• Quoted passage
8/28/2006 11:20:00 AM Eating the seed for next year's crop
By BILL HORNE
Folks, a couple of columns back I shared some thoughts with you concerning the fact that tax payers, you and me, have to pick up the health care tab for people who work for some of our largest corporations. These are corporations that pay wages below the poverty level.
In that column I stated that "I have always considered benefits as part of the total compensation package. And, so does everyone else - and I mean everyone else - that I have talked to."
Well now, my editor, that would be Rory Ryan, came out of his corner throwing jabs, right ones and wrong - er - left ones. He was quoting IRS codes 125 and 129 and ranting and raving about what the IRS considered compensation and if we call benefits compensation the IRS will confiscate even more of our pay. Of course, as soon as he finished with all of this he left town for parts unknown - geesh!
Had he had time before he skipped town he probably would have also mentioned that small business owners, including farmers, can only show a percentage of health insurance costs as expense. The rest of the health insurance cost must come from after tax income. The same is also true of the upper management of larger companies, if they don't provide their employees with health insurance benefits.
First, the IRS is just a tool of "we the people." It does what "we" tell it to do. By "we" I mean the elected officials that we send to Columbus and Washington, D.C. Second, if our elected officials betray us and tell the IRS or the Ohio Department of Taxation to increase our taxes, or if they begin taxing us on things that we have not been taxed on in the past, items like food and services, and they have done both to us recently, then, well, we know what to do.
If Rory ever comes back to town maybe we can discuss this further. In the mean time, I still consider health insurance coverage and other benefits as part of my total compensation package.
Folks, this week I want to share some thoughts with you about the selling of our country. We really do seem to be killing the goose that laid the golden eggs.
We are buying communist China rubbish by bartering away our good USA companies.
Three years ago, August 2003, we had a trade deficit from the month of $40 billion. This month, August 2006, just three years later, we have a trade deficit of approximately $65 billion.
We have a trade deficit because we are buying, from foreign countries, more than we are selling to them in goods and services. This means that we don't have enough goods and services that foreign countries want or need, so they wind up with a lot of our U.S. dollars in their pockets.
So far this year, foreign countries, particularly Japan and China, have accumulated one half of a trillion U.S. dollars in trade surplus. It doesn't do them any good to keep those dollars in their pockets. So, they come here and buy our assets. They buy our land and our buildings and our companies.
It is the loss of our companies that I want to discuss with you. The profits from those companies are also used to buy more of our companies. And, it is not just the companies that we are selling but all of the trade secrets and newly developed technologies that these companies owned that we are selling.
During the past 10 years foreign investors have used their excess trade dollars to buy more than 8,000 U.S. companies. Companies like Chrysler, Amoco Oil, part of Gillette, RCA, Frigidaire, and locally Airborne. And, this doesn't count the companies that turned traitor and left our country for a communist country just so they could make more money.
As an example, communist China bought one of our multi-million dollar oil companies this past May.

• Material provided
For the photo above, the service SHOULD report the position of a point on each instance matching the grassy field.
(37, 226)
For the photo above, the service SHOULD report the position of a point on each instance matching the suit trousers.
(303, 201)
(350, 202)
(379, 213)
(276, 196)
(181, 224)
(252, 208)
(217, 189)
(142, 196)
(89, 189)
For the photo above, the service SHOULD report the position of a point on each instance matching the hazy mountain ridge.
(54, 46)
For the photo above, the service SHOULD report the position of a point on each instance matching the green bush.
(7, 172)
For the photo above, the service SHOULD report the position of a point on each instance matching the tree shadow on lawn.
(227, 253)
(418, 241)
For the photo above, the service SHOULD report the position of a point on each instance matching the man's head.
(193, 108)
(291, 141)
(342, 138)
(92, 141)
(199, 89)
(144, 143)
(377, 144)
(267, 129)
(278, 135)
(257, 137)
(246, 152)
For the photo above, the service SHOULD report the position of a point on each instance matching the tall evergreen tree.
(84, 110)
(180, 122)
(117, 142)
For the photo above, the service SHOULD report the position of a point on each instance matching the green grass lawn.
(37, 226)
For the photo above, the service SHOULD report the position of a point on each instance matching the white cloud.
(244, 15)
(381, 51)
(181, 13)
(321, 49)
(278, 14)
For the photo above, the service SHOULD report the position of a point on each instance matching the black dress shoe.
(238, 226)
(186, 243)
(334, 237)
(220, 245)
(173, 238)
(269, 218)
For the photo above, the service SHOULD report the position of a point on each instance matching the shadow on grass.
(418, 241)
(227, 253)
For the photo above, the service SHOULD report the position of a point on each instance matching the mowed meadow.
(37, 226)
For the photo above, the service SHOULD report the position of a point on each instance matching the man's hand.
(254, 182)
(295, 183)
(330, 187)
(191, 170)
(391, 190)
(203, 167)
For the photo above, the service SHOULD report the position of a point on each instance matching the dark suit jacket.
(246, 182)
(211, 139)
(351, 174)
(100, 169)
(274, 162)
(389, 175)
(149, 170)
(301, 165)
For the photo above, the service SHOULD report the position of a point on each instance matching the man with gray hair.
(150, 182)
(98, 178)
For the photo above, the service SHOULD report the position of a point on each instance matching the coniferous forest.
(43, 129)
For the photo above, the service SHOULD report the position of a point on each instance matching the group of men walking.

• What needs to be done
In the column, how many U.S. companies have foreign investors bought over the past 10 years?

• Written answer
More than 8,000.